| SHORT TASK |
Word for word, restate every line of the listing that follows.

| GIVEN DATA |
%%

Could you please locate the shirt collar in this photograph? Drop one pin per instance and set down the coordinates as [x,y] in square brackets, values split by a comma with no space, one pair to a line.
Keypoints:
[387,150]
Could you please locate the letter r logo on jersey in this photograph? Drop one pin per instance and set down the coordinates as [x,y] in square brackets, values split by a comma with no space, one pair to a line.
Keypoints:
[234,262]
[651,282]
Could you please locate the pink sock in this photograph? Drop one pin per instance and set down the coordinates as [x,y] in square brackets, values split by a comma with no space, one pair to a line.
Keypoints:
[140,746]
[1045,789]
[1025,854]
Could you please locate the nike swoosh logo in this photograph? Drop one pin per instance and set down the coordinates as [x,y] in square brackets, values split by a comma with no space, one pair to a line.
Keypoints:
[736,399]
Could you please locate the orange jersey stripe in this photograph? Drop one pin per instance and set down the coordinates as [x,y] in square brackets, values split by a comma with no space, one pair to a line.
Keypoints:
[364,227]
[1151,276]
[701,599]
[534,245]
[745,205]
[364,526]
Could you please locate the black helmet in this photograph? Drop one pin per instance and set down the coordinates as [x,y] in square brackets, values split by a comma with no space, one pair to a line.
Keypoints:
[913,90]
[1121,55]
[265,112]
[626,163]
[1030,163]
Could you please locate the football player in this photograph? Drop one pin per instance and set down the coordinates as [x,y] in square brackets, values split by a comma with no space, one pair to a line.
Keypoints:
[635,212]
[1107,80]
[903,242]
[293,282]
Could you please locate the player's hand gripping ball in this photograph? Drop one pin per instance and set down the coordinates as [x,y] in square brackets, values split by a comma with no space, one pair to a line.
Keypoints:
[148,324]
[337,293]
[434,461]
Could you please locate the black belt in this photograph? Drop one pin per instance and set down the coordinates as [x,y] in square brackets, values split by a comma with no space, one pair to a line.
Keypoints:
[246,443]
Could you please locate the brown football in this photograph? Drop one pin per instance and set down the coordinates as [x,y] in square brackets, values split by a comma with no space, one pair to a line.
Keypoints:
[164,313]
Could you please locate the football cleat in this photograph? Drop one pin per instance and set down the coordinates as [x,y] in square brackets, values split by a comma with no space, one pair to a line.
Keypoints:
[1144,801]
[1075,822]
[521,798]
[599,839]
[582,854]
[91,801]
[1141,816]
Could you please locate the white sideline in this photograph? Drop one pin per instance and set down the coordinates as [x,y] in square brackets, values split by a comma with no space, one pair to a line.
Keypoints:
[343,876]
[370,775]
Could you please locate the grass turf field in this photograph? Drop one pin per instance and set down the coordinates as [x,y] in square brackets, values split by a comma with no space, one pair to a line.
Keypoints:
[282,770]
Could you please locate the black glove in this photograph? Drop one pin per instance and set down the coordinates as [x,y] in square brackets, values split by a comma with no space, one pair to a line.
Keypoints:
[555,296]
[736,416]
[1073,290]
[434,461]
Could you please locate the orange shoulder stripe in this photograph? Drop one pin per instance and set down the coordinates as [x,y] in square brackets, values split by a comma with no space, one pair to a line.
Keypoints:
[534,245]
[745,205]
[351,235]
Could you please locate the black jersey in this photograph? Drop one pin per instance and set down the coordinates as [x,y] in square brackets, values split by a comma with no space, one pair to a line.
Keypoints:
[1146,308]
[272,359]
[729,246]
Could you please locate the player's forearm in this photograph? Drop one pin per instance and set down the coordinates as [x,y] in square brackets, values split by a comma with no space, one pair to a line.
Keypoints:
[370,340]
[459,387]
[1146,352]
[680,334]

%%

| ANSWER TO THE PROBLEM |
Could you please locate the shirt collar in this photograph? Drop one pin per instance and set down the coordinates as [x,y] in square brackets, values split by a comma with no space, one pair to a line.
Keypoints:
[387,150]
Could you please locate the letter r logo on jersey in this photograph? Drop one pin per instance and set down the coordinates as [x,y] in square brackets, values split by a comma with no space, one pair to a line.
Keypoints:
[234,262]
[651,282]
Could you please locate the pink sock in this photograph? Drop one pin per instance and set down the coordinates as [x,y] in square brackets, values split by a comma with no space, one pair to a line.
Keypoints:
[140,746]
[1045,789]
[1025,854]
Could you please locate the nike swoosh logo in this photograph? Drop one pin per instance and set down the coordinates as [x,y] in square brackets, values split by a comma with no space, one pair to a line.
Keypoints:
[736,399]
Could you please locate the orange jersey stripe in this photograph? Drop one pin per instance and set down the coordinates as [x,y] in square brackets, values split by a comma with no space, one pair to a line.
Keypoints:
[364,227]
[1151,276]
[701,599]
[534,245]
[745,205]
[364,526]
Could you please locate the black helmet in this photograph? Drop one pin per instance and set down the coordinates as [x,y] in square brackets, values split by a comma with no space, one pair to a line.
Keypoints:
[913,90]
[1121,55]
[265,112]
[626,163]
[1030,163]
Could you please locate the football player in this photograph? Drop one pin per instance and set down the coordinates as [x,y] in square brackets, values split by a comma with no space, one pair to a line.
Keypoints:
[635,212]
[1107,80]
[903,242]
[293,282]
Could you please locate the player's hand gripping ball in this photograph? Drop one pin per instance and set down the coordinates as [x,y] in square brackets, values split by a comma with no space, one pair to a line.
Keypoints:
[148,324]
[337,293]
[434,461]
Could you please locate the black belt in this photograph? Drop one pin per instance and set down the coordinates as [x,y] in square brackets, values split by a comma with no space, one pair to a line.
Keypoints:
[246,443]
Could you please locate the brown football in this photograph? Drop one pin per instance and set down the coordinates as [x,y] in square brackets, values split by a comma with no space, one pair to a line.
Keypoints:
[164,313]
Could you please locate the football cleat in this photograph? Drop one pin per instance and set down the coordinates as [x,y] in square brackets, values split by a comma with no space, one pair to a line.
Keypoints:
[1144,801]
[1075,822]
[521,798]
[599,839]
[582,854]
[91,801]
[1141,816]
Could you please locate the white sideline in this photograph? Drop one pin per instance and set down the coordinates as [x,y] in square brackets, values split by a comma with no space, one pair to a line.
Keypoints:
[343,876]
[370,775]
Could you please locate the grass turf field in this photograph? Drop one pin per instance and set down the coordinates as [x,y] in square brackets, values split by a comma with no space, one pair to a line.
Keypoints:
[282,770]
Could you please locate the black glove in this photograph? Drop one pin per instance and set down the coordinates as [x,y] in square brackets, values split by a comma with no space, one pair to a line.
Keypoints:
[555,296]
[736,416]
[1073,290]
[434,461]
Could you please locate the orange shoulder stripe in this photograph? Drop one pin per instance and set down the coordinates as [x,y] in square brackets, values split by a comma with no space, one pair to a line.
Keypoints:
[534,245]
[745,205]
[351,235]
Could you please locate the black jersey in this photograph? Drop one pin per instance and set down the coordinates as [x,y] in square brackets, values split by a comma with no space, one pair to a line.
Keypoints:
[1146,308]
[272,359]
[729,246]
Could you please locate the player's forearm in this photograph? Drop one pin per instance and set down the coordinates as [x,y] in square brackets, values split by a comma with no space, one pair to a line.
Keypoints:
[370,340]
[459,387]
[1146,352]
[680,334]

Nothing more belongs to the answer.